> [Testo da leggere]:
═══

Sotto la leadership politica di Erdoğan in Turchia le relazioni con la Russia sono divenute prioritarie, i legami con gli Stati Uniti hanno raggiunto il minimo storico e i rapporti con l'Europa rimangono in crisi.

Nel recente passato, il presidente Turgut Ozal sostenne l’Operazione Desert Storm. Aprì la base aerea di Incirlik ai soldati americani, spostò 100.000 truppe turche dal confine bulgaro al confine iracheno, e le schierò in Iraq insieme agli americani. E’ ipotizzabile, che all’epoca abbia anche chiesto all'allora presidente degli Stati Uniti George H.W. Bush il sostegno degli Stati Uniti per l’annessione di Mosul e Kirkuk, portando a compimento il sogno espansionistico di Ataturk. Invece, la zona di interdizione al volo imposta dagli Stati Uniti ha trasformato il nord dell'Iraq in uno Stato de facto curdo. Nel sud-est dell’Anatolia la regione divenne un terreno di sosta per gli attacchi del PKK.

═══

[Record tratti da una raccolta di dati]
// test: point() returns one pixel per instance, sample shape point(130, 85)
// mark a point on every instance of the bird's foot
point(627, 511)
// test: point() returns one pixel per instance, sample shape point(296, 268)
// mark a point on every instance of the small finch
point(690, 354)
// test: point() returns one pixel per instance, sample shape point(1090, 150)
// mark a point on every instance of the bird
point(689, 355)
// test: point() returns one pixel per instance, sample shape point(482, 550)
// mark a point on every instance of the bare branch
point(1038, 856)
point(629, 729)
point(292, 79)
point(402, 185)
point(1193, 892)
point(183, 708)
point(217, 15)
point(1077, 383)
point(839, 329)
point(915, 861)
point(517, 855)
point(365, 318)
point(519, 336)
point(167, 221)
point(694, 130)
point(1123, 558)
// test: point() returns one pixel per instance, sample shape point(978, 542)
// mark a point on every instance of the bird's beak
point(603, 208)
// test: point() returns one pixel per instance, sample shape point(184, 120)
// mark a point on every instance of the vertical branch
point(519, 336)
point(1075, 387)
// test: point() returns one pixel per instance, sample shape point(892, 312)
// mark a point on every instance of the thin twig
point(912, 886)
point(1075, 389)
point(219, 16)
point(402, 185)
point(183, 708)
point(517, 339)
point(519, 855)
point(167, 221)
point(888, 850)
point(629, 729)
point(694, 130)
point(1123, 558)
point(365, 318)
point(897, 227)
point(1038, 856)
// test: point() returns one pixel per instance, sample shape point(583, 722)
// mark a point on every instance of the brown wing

═══

> [Esercizi da svolgere]:
1. Nel testo sulla politica estera turca, quante truppe turche spostò Turgut Ozal dal confine bulgaro a quello iracheno?
2. Copia dal testo sulla politica estera turca il tratto che va da "Sotto la leadership" fino a "rimangono in crisi.".

> [Soluzioni degli esercizi]:
1. 100.000 truppe.

2.
Sotto la leadership politica di Erdoğan in Turchia le relazioni con la Russia sono divenute prioritarie, i legami con gli Stati Uniti hanno raggiunto il minimo storico e i rapporti con l'Europa rimangono in crisi.